TASK DIRECTIONS: Retype exactly the lines from the line with "point: bullock cart" to the end of the data, keeping both boundary lines.

DATA UNDER STUDY:
^^^^

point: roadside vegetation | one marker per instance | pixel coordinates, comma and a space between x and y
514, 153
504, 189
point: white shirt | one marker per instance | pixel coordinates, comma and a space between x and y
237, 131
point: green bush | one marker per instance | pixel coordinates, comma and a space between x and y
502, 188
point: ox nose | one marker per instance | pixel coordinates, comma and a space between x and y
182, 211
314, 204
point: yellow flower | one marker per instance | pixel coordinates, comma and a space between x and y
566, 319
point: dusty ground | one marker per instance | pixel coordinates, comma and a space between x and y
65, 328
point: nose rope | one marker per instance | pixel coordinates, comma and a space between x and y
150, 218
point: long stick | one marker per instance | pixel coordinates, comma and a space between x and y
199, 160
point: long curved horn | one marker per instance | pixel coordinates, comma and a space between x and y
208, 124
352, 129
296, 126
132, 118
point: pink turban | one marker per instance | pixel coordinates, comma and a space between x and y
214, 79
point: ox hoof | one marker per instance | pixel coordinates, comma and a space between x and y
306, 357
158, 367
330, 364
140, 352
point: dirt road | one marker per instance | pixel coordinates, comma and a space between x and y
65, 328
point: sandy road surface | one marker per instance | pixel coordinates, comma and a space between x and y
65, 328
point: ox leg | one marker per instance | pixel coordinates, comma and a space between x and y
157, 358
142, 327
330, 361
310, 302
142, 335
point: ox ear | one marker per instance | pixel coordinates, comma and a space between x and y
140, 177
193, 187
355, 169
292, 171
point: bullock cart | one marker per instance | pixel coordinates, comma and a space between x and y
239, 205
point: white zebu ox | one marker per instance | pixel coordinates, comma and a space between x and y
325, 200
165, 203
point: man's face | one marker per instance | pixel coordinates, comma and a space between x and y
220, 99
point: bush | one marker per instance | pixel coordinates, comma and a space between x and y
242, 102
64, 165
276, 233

^^^^

COMPLETED EXERCISE:
point: bullock cart | one marker per instance | pixel coordinates, comma and a space between x and y
239, 205
point: white zebu ox | one marker per instance | pixel coordinates, comma and a space between x and y
325, 200
165, 203
point: man's face | one marker per instance | pixel coordinates, comma and a space between x and y
220, 99
point: bush | one marker per instance | pixel coordinates, comma and a space between x and y
242, 102
64, 165
276, 233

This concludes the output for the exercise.